Turn the lines below into a numbered list, starting with the line that contains "Task: Where can the building" and going on through the line that contains "x=312, y=39", both included. Skip any blank lines.

• [Given records]:
———
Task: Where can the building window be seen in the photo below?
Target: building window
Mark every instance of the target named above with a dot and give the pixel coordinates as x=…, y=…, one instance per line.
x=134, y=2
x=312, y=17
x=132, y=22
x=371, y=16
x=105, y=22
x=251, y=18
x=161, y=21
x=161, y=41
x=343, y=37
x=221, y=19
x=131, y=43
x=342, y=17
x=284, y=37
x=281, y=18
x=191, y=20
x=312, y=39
———
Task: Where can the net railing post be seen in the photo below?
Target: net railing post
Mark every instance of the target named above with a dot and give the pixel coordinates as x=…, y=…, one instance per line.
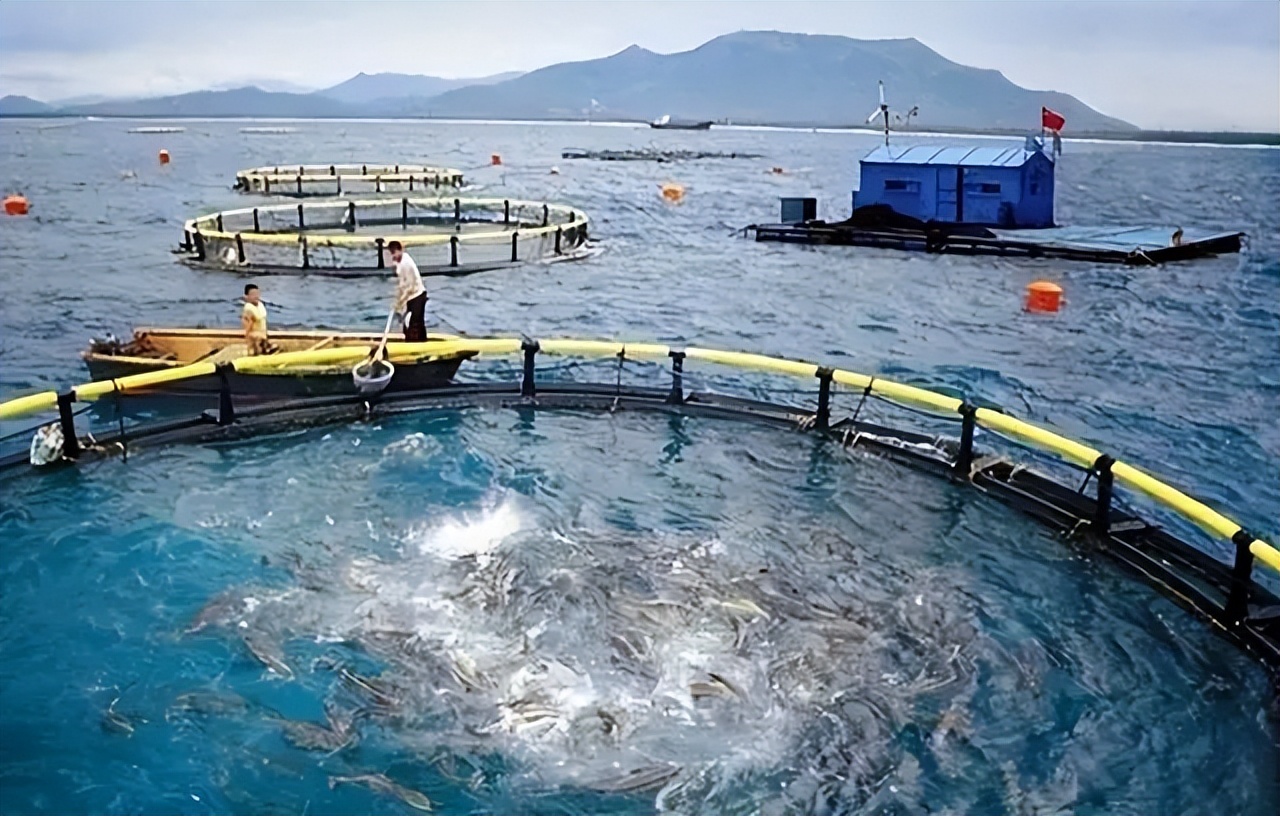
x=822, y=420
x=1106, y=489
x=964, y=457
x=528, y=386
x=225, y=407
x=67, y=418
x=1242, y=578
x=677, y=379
———
• [Complete answer]:
1. Task: Where can the building window be seen in the photo below?
2. Target: building window
3. Mark every instance of the target named above with a dot and give the pixel coordinates as x=…, y=…, one instance per line.
4. x=134, y=2
5. x=312, y=17
6. x=132, y=22
7. x=371, y=16
8. x=105, y=22
9. x=251, y=18
10. x=161, y=21
11. x=161, y=41
12. x=343, y=37
13. x=221, y=19
14. x=131, y=43
15. x=342, y=17
16. x=284, y=37
17. x=281, y=18
18. x=191, y=20
19. x=312, y=39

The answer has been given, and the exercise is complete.